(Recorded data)

⟨

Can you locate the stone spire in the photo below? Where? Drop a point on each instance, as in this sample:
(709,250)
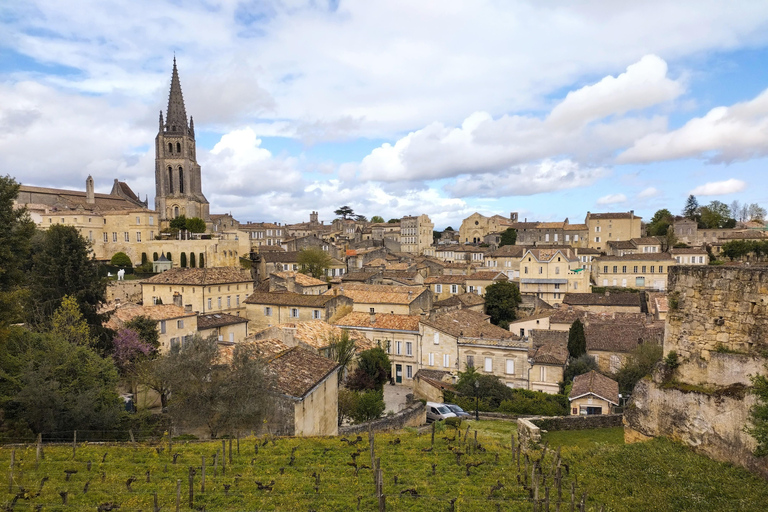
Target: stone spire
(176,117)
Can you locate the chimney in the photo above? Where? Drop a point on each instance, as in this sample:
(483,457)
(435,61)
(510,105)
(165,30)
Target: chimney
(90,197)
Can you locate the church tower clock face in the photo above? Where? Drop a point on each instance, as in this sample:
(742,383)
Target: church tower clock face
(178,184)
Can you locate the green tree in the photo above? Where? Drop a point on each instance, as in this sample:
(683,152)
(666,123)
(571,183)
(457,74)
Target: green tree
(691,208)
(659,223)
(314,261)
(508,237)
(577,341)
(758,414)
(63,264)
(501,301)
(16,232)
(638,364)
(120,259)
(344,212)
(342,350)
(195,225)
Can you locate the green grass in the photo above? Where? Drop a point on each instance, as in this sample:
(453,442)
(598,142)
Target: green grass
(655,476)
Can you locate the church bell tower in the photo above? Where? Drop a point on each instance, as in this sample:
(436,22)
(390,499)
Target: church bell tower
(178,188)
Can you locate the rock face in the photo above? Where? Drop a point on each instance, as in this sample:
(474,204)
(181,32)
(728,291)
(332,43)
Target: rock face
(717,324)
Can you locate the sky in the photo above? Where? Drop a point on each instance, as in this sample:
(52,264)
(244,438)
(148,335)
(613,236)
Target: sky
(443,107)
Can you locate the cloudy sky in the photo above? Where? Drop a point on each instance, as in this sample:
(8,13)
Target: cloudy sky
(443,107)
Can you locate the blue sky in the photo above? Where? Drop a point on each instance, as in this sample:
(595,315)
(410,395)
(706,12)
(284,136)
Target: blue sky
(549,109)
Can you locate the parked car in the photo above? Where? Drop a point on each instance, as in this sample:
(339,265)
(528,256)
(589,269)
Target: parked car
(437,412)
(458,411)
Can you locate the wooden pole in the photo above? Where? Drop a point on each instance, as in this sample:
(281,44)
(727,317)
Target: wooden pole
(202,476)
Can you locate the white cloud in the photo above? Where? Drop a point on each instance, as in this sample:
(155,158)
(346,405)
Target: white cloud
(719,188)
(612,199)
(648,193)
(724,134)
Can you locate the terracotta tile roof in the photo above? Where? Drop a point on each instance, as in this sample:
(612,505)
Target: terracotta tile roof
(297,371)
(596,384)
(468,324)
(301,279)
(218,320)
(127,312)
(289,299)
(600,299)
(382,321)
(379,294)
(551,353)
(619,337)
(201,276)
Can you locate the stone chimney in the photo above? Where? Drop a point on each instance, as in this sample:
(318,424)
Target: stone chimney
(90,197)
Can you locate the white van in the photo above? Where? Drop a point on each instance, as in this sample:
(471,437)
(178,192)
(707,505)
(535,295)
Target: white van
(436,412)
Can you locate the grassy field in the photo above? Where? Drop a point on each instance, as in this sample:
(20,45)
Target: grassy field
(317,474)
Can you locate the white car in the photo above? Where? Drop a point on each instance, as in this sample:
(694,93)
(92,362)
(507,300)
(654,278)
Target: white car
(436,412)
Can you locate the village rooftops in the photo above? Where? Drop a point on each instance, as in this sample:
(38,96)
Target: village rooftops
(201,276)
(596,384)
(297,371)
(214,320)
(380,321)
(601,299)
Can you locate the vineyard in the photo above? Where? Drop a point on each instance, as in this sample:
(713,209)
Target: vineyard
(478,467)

⟩
⟨

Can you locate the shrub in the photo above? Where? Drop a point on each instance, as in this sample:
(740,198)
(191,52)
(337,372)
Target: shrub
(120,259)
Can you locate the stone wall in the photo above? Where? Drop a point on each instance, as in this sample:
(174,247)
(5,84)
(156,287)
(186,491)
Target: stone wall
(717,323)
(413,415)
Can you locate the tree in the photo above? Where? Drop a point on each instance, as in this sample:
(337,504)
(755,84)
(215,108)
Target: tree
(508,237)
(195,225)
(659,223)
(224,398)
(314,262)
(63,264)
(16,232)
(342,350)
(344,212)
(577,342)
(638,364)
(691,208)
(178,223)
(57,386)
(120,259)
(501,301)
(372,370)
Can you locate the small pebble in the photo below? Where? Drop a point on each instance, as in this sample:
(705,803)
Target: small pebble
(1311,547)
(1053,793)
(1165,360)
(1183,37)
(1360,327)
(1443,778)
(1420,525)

⟩
⟨

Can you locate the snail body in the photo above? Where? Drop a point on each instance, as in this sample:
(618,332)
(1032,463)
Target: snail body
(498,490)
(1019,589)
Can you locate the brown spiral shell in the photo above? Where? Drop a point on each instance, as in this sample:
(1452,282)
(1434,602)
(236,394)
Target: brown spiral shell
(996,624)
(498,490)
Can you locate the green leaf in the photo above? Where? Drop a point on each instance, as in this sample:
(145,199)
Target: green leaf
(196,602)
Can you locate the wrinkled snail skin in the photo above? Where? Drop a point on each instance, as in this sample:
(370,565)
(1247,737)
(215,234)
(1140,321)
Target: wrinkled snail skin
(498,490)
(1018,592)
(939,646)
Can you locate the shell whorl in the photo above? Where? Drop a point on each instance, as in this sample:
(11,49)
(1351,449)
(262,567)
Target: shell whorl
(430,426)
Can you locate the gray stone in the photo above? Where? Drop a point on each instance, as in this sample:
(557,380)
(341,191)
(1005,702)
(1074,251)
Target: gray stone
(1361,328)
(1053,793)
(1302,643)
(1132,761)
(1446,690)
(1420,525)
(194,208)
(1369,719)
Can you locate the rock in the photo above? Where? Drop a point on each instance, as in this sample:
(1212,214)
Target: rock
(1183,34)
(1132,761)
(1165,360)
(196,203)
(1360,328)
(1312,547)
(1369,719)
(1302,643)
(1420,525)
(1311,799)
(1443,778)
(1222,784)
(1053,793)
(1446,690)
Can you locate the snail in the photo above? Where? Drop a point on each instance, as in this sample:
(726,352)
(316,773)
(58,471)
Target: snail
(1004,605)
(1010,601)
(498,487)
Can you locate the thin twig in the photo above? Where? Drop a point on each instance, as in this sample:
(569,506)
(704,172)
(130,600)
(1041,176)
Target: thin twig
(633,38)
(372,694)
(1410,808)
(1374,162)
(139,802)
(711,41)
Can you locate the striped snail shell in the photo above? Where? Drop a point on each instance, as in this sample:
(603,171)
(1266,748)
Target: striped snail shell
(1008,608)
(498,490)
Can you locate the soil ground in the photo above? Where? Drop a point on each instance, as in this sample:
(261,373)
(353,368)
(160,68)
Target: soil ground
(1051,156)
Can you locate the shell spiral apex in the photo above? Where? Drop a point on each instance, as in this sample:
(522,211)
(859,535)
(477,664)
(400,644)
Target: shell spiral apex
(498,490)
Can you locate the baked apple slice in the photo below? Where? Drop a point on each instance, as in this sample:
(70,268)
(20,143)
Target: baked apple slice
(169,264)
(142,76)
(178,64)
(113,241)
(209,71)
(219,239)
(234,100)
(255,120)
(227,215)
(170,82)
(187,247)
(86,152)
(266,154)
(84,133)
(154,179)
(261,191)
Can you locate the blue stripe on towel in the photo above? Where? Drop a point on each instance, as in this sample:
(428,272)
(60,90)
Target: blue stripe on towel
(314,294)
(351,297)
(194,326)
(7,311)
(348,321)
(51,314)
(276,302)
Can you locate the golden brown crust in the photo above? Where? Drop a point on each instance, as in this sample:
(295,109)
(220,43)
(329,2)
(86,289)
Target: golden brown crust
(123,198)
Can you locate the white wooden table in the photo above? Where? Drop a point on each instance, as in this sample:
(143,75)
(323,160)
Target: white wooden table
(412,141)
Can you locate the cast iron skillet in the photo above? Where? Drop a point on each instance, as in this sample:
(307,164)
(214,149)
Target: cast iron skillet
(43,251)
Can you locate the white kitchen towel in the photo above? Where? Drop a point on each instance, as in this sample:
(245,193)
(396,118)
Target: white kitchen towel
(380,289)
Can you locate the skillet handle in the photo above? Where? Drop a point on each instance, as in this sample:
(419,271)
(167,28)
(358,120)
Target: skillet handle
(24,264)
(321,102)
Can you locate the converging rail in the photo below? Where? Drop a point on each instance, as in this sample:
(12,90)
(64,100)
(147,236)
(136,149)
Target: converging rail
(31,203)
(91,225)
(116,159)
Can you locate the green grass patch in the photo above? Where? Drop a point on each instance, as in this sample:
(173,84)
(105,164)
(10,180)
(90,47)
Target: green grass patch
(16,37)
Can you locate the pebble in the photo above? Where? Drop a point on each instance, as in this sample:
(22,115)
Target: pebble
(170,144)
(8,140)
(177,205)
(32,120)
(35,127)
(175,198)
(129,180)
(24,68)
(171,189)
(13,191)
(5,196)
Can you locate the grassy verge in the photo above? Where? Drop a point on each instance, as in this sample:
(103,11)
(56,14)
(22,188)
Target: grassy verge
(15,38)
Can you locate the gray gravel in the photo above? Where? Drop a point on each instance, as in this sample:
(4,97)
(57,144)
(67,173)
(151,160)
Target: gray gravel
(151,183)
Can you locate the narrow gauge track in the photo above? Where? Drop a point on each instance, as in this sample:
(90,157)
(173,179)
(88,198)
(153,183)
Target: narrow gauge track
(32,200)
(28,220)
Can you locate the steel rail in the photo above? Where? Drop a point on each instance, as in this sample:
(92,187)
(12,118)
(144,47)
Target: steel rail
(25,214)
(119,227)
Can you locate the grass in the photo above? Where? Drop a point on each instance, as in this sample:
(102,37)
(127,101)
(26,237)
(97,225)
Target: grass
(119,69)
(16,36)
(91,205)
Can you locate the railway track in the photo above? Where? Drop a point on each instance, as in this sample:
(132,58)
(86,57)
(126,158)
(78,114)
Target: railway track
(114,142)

⟩

→ Work order
Which of the lines in the data contain the string "below"? Return each one.

→ Your response
Can you locate the stone spire in the photo below? Where? Drop a point on each instance, as in this sample:
Can you locate the small pebble in the photo below? Where? Drop a point on each instance, as in this sample:
Can you locate the baked apple slice in the photo below? Where? Drop a point on each instance, as in this sample:
Can you locate the converging rail in the photo below? Where? Drop a point on each instance, as in this sample:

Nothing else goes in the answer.